Referring expression data:

◇ ◇ ◇ ◇ ◇

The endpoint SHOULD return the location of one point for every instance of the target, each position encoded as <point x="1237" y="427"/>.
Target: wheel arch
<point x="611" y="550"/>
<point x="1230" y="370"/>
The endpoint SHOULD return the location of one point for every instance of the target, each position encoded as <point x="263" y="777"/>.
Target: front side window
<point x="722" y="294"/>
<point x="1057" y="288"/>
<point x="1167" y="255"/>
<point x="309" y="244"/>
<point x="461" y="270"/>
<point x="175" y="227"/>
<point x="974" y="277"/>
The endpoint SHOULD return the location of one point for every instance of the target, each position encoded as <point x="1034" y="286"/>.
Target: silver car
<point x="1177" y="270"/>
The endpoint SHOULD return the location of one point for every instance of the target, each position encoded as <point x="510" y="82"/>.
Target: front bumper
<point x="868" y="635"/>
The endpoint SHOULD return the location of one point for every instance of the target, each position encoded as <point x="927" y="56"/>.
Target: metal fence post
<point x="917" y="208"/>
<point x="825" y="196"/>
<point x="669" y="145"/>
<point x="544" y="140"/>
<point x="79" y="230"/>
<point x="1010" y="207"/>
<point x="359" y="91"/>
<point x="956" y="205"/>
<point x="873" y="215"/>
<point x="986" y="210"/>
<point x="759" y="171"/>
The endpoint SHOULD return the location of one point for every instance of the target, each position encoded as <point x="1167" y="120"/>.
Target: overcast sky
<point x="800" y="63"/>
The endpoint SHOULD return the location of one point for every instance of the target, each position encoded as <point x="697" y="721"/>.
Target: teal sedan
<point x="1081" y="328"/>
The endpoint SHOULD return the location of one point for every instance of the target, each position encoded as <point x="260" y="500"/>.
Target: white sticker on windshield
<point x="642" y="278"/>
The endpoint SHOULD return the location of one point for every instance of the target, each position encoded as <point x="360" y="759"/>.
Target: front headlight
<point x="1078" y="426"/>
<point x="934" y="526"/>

◇ ◇ ◇ ◇ ◇

[WORK ORDER]
Without leaving anything out, transcribe the records above exactly.

[ANSWER BELOW]
The endpoint SHOULD return the location of one point for every instance of the target, each position encoded as <point x="1237" y="427"/>.
Target: wheel arch
<point x="611" y="550"/>
<point x="1230" y="370"/>
The endpoint SHOULD return the location of one point for every instance of the target, each position encoded as <point x="263" y="777"/>.
Target: front side window
<point x="722" y="294"/>
<point x="1057" y="288"/>
<point x="1167" y="255"/>
<point x="309" y="244"/>
<point x="461" y="270"/>
<point x="175" y="227"/>
<point x="974" y="277"/>
The endpoint SHOULD return the location of one point for every instance of the target, each position encoded as <point x="1034" y="286"/>.
Target: silver car
<point x="1177" y="270"/>
The endpoint SHOULD return the location of one point for every instance of the target, each position encoded as <point x="510" y="82"/>.
Target: front bumper
<point x="868" y="635"/>
The endpoint SHOULD return the location of one point for every instance of the target, each position encoded as <point x="927" y="56"/>.
Target: metal fence post
<point x="917" y="208"/>
<point x="825" y="196"/>
<point x="669" y="145"/>
<point x="544" y="140"/>
<point x="79" y="230"/>
<point x="1010" y="207"/>
<point x="359" y="91"/>
<point x="956" y="205"/>
<point x="873" y="215"/>
<point x="986" y="210"/>
<point x="759" y="171"/>
The endpoint SHOULD return the location of one point for every instance of the target, each position encoded as <point x="1167" y="120"/>.
Target: overcast sky
<point x="800" y="63"/>
The endpoint SHOULD return the location of one point for every instance of the target, each position encoded as <point x="697" y="721"/>.
Target: teal sedan
<point x="1081" y="328"/>
The endpoint SHOULD return the location of one point for every instance of the target, each position encoded as <point x="260" y="500"/>.
Target: white sticker on windshield
<point x="642" y="278"/>
The endpoint SHOULD return the location of one point for every instance of the target, each position encoded as <point x="360" y="759"/>.
Target: front headlight
<point x="1078" y="426"/>
<point x="934" y="526"/>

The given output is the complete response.